▶ _Objective_: Reproduce the following lines verbatim, keeping every character, space, and line break unchanged.

** Start of Source material **

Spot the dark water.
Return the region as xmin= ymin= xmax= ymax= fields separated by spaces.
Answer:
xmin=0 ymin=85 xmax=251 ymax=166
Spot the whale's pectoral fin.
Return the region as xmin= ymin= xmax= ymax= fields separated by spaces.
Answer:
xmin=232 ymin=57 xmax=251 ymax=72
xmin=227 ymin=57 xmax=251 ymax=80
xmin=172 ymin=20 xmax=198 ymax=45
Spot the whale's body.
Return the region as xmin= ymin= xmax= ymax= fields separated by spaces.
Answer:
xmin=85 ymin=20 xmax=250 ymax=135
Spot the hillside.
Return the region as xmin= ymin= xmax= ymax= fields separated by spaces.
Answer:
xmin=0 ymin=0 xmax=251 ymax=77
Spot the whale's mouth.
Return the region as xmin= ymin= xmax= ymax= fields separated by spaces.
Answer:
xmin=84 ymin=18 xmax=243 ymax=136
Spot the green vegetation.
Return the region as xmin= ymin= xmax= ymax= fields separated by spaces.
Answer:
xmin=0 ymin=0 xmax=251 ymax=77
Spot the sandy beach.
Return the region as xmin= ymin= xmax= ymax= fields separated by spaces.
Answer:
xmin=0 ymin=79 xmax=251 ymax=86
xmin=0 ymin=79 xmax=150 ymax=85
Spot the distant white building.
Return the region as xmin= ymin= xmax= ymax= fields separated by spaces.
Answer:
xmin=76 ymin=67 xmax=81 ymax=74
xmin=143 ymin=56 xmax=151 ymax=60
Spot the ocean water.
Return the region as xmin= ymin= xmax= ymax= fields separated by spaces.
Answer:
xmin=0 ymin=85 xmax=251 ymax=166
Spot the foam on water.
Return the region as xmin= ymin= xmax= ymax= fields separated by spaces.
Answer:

** End of Source material **

▶ _Correct response_:
Spot the dark water.
Return the region as xmin= ymin= xmax= ymax= fields separated by spaces.
Answer:
xmin=0 ymin=85 xmax=251 ymax=166
Spot the whale's pectoral fin.
Return the region as xmin= ymin= xmax= ymax= fields separated by spaces.
Answer:
xmin=232 ymin=57 xmax=251 ymax=72
xmin=227 ymin=57 xmax=251 ymax=80
xmin=172 ymin=20 xmax=198 ymax=45
Spot the whale's body.
Return the region as xmin= ymin= xmax= ymax= fields separated by spaces.
Answer:
xmin=85 ymin=20 xmax=250 ymax=135
Spot the hillside.
Return the region as xmin= ymin= xmax= ymax= fields separated by spaces.
Answer:
xmin=0 ymin=0 xmax=251 ymax=77
Spot the whale's mouth.
Return the region as xmin= ymin= xmax= ymax= fields separated by spaces.
Answer:
xmin=84 ymin=18 xmax=243 ymax=136
Spot the green vegetation.
Return the region as xmin= ymin= xmax= ymax= fields separated by spaces.
Answer:
xmin=0 ymin=0 xmax=251 ymax=77
Spot the sandy beach.
Return the region as xmin= ymin= xmax= ymax= fields separated by spaces.
Answer:
xmin=0 ymin=79 xmax=251 ymax=86
xmin=0 ymin=79 xmax=150 ymax=85
Spot the distant white building.
Return the region as xmin= ymin= xmax= ymax= fields separated by spaces.
Answer:
xmin=76 ymin=67 xmax=81 ymax=74
xmin=143 ymin=56 xmax=151 ymax=60
Spot the ocean water.
Return the region as xmin= ymin= xmax= ymax= fields separated by spaces.
Answer:
xmin=0 ymin=85 xmax=251 ymax=166
Spot the foam on water.
Return the region as xmin= ymin= xmax= ymax= fields separated by spaces.
Answer:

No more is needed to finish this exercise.